DATA RECORDS:
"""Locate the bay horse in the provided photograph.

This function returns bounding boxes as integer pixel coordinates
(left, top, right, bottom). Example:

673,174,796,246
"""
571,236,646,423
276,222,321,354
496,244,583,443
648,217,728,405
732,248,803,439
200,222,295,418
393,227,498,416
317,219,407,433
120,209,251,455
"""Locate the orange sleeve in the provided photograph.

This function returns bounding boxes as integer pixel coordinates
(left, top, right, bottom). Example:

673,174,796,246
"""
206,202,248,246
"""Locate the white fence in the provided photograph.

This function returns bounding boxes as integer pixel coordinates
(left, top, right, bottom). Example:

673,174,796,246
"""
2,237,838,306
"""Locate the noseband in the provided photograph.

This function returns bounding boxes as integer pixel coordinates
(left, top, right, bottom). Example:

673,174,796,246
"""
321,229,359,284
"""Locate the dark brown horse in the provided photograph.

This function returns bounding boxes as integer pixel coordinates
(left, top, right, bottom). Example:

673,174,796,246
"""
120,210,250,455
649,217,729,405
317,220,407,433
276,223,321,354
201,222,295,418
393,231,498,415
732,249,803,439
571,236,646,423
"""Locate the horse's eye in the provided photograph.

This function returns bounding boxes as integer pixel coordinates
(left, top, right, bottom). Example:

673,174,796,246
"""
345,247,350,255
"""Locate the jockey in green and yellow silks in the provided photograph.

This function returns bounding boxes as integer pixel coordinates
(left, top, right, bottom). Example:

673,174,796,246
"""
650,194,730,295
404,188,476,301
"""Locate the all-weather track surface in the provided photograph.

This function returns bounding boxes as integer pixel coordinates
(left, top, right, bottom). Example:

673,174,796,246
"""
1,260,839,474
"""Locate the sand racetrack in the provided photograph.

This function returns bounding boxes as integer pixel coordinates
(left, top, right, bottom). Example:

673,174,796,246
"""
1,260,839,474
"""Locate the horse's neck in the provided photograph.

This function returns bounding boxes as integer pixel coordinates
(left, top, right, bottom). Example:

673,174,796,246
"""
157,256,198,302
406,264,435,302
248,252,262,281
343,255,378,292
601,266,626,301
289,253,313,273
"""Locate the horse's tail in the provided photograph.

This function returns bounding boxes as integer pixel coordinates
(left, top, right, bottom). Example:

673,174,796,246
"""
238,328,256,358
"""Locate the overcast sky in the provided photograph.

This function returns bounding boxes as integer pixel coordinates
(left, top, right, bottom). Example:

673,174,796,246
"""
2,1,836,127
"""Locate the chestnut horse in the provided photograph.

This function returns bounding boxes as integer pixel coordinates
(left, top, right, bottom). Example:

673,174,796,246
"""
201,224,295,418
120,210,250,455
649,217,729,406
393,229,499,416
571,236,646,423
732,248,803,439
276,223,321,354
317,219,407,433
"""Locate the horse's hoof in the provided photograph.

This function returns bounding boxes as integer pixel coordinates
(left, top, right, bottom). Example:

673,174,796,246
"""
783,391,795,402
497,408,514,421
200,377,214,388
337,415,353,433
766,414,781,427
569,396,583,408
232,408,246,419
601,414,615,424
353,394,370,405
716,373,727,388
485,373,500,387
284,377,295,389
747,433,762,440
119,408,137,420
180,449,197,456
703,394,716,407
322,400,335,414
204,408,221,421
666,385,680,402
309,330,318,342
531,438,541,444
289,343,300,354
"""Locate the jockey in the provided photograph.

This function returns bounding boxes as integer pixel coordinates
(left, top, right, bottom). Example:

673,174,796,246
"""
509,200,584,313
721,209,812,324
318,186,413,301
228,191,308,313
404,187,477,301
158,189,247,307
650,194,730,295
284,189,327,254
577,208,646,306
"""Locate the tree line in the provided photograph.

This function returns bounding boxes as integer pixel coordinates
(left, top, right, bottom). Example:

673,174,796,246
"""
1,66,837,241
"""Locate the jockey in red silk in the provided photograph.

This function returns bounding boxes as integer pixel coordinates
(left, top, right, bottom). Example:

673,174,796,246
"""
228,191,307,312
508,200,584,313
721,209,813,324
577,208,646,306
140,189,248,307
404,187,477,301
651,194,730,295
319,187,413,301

WORK ORDER: Filter the records above, keeping each line that contains the word "horse".

EXERCISE SOLUTION:
"""Locate the bay horse in the provided photograph.
"""Locate the dark brown horse in the provided photograph.
"""Locate the horse's eye in the provided photograph.
"""Locate the horse's neck in the provided photograph.
"""Locate the horse's tail in the provided photograph.
"""Locate the chestnut horse in the provided photograph.
"""Locate the horse's hoof in the provided photograph.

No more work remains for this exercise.